= What you need to do =
Write out the earnings call remarks again, starting with "We will strengthen" and going on through "your questions. Dawn?", and swap "underperforming" for "low-performing".

= Source passage =
· · · · ·

We will strengthen our balance sheet to accelerate cash flow and pay down debt while preserving growth-oriented capital investments related to technology and restaurant re-images. We will also close underperforming restaurants to position ourselves for consistent net unit growth in competitive unit economics. And we will return overall simplicity to the Jack in the Box business model and our investor story. The team is hard at work on all of these initiatives, and I look forward to updating you on our progress with more specifics on our third quarter call. Now I’ll turn the call over to our Interim Chief Financial Officer, Dawn Hooper, for her remarks, after which we will take your questions. Dawn?
Dawn Hooper : Thanks, Lance, and good afternoon, everyone. I will start by reviewing our two brands individually, followed by details on our consolidated performance and capital allocation. Starting with our Jack brand, second quarter same-store sales decreased 4.4%, comprised of a franchise restaurant comp decrease of 4.5%, and a company-owned sales decrease of 4%. This result included a decrease in transactions and negative mix, partially offset by many price increases which continue to moderate. As Lance mentioned, we continue to drive sales in our mobile and digital channels, which is essential in our efforts to increase active loyalty program membership and create personalized, targeted promotions to this high-value channel.

· · · · ·

= Given information =
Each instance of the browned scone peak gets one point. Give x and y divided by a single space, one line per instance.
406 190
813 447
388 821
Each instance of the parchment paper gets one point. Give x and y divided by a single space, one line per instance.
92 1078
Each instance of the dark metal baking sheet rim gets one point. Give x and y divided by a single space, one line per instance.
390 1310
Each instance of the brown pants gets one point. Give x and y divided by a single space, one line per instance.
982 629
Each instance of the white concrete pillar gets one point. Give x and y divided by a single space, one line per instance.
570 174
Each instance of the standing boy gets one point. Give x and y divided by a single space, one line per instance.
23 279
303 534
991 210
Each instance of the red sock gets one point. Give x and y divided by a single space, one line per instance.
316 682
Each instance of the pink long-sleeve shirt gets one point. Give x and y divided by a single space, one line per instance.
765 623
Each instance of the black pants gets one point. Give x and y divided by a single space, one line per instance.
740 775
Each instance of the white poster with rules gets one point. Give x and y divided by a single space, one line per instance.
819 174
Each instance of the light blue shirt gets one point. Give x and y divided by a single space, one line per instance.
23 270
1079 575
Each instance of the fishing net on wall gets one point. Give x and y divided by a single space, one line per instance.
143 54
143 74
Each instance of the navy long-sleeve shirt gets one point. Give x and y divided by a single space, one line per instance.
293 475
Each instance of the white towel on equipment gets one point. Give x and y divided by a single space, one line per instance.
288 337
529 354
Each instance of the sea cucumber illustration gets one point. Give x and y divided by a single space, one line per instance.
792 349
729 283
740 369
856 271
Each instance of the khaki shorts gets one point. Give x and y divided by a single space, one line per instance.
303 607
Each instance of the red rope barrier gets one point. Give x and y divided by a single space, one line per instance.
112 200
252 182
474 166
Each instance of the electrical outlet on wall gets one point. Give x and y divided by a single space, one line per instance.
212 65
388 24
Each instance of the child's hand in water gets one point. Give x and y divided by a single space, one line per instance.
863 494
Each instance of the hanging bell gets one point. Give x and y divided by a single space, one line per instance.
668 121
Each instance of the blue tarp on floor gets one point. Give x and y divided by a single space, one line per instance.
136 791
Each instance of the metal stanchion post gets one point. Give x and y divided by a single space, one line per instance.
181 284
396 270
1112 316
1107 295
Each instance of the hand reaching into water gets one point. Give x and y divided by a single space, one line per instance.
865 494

· · · · ·

= Finished answer =
We will strengthen our balance sheet to accelerate cash flow and pay down debt while preserving growth-oriented capital investments related to technology and restaurant re-images. We will also close low-performing restaurants to position ourselves for consistent net unit growth in competitive unit economics. And we will return overall simplicity to the Jack in the Box business model and our investor story. The team is hard at work on all of these initiatives, and I look forward to updating you on our progress with more specifics on our third quarter call. Now I’ll turn the call over to our Interim Chief Financial Officer, Dawn Hooper, for her remarks, after which we will take your questions. Dawn?